- **WORK REQUIRED**: Copy out verbatim every line of the entries from the one containing "Annotate the tail" through the last line, inclusive.

- **PROVIDED ENTRIES**:
==================================================

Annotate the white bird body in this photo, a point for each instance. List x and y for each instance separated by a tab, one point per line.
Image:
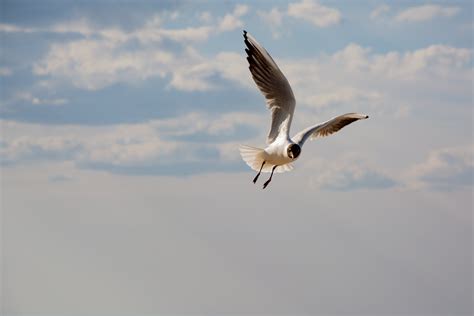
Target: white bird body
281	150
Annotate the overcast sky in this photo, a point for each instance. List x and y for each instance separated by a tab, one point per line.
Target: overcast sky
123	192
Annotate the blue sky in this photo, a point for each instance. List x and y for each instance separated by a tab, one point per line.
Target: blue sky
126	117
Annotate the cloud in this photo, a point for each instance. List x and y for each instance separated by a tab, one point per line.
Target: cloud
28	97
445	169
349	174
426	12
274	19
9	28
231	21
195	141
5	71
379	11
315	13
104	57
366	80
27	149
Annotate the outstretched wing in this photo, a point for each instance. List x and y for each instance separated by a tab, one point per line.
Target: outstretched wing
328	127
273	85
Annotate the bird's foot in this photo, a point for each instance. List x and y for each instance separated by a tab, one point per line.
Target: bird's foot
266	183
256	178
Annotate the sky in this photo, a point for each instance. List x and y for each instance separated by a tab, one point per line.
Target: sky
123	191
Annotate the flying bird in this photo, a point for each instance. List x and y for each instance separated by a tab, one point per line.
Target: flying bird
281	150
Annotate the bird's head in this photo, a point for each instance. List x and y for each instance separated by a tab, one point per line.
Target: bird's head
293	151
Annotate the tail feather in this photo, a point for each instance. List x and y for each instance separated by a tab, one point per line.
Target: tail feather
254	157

==================================================

- **RESPONSE TO THIS TASK**:
Annotate the tail feather in this photo, a point for each instance. List x and y for each instance separated by a tab, one point per line.
Target: tail feather
254	157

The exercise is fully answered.